* **What the exercise asks**
Omit the pictures, and output the rest of the entries exactly as written.

================================

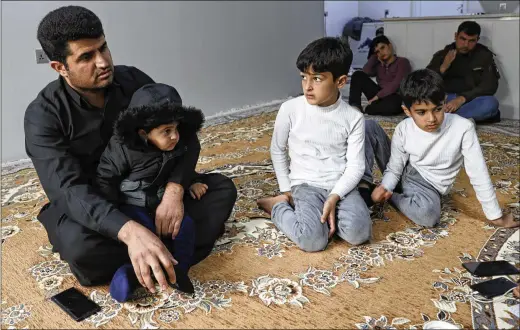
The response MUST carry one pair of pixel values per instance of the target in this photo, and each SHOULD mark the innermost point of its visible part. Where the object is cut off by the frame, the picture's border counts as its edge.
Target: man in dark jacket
(470, 75)
(67, 127)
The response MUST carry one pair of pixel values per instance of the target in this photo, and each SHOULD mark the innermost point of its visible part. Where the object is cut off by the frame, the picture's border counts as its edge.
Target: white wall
(376, 9)
(219, 55)
(475, 6)
(438, 8)
(338, 14)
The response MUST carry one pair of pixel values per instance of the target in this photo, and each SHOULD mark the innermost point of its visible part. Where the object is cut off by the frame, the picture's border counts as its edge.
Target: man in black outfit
(68, 126)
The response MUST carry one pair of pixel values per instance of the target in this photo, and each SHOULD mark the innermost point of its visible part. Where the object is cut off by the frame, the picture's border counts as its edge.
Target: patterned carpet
(256, 278)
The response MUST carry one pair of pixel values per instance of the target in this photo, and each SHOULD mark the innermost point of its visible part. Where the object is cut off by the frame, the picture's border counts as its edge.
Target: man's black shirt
(65, 137)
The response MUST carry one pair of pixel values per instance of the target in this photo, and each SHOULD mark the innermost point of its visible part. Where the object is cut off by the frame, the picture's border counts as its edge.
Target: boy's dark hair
(422, 85)
(471, 28)
(131, 120)
(381, 39)
(326, 54)
(69, 23)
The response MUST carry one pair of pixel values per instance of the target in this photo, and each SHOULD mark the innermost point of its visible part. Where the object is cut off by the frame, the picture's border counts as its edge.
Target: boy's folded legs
(302, 225)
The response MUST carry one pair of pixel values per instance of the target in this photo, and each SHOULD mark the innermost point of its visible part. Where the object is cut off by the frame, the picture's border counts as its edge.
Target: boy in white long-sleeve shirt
(427, 152)
(317, 150)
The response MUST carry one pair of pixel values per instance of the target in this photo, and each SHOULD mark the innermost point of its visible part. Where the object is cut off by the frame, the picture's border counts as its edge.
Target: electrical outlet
(41, 58)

================================

* **Exercise output**
The response MUST carry one pair of pixel values per instance of the target in this photo, and each SHOULD mark the innermost point of its visible part. Where the object is cut off by the frame, the picture's border counts as its edge.
Target: man in dark jacket
(470, 75)
(67, 127)
The response MUST carry one pair of pixel values per instance of the target in this photo, and each SHOULD mark the innermost point of its visible part. Where the object is cut off by the frame, the picture's border counts as its edge.
Target: white wall
(376, 9)
(219, 55)
(475, 6)
(438, 8)
(338, 14)
The response MUST carry one pair of pixel values per instance of the target in this photo, and each SHOULD mark the innermost point of its visible part. Where the object is cut off by the frame, the picture's border counts as its edge.
Target: man in black outfit
(68, 126)
The response MUST carry one pair of pixel values per instance of the target in this photo, and each SHOULD mark the innermost point of its visible part. Where the object is cut off by the frame, the picture's border counts as its edge.
Target: patterned carpet
(256, 278)
The response MUST carry one pair of pixel values per instance of the target in this photo, and each SHOULD mark the innermost point of its visible part. Where the object is cut off by the frame, the picture's border counts as its edge.
Target: man's black shirt
(65, 137)
The response MUST carry one pair of pixel values per instance of the target in this photo, and each SHOULD mark the innermost point of its visible part. Where the object is cut off by the frame, the picture's border counts as its edge.
Target: boy's dark hair
(422, 85)
(471, 28)
(131, 120)
(381, 39)
(326, 54)
(69, 23)
The response MUST carry one pair of pixel values per instance of the target in this photo, and each SHOULD mark the innermost point of its visible part. Where the object is cut off by the frame, the picture's border counts as its edge.
Target: boy's folded legs
(302, 225)
The response MUST carry one pair of pixel values per instance of the target in this photo, and each SHOULD mark the innermost point of its visible part. Where the object is cut off by the frame, the picture's border counts as its edge.
Target: boy in white long-sleeve shirt
(427, 152)
(317, 150)
The response MUST carry one pair of pixel values per instance of the target in this photo, and each SHOULD mark the innermost point of its visible part. Where the object is cut off by the frame, the picture's border counts as its edge.
Target: electrical outlet
(41, 58)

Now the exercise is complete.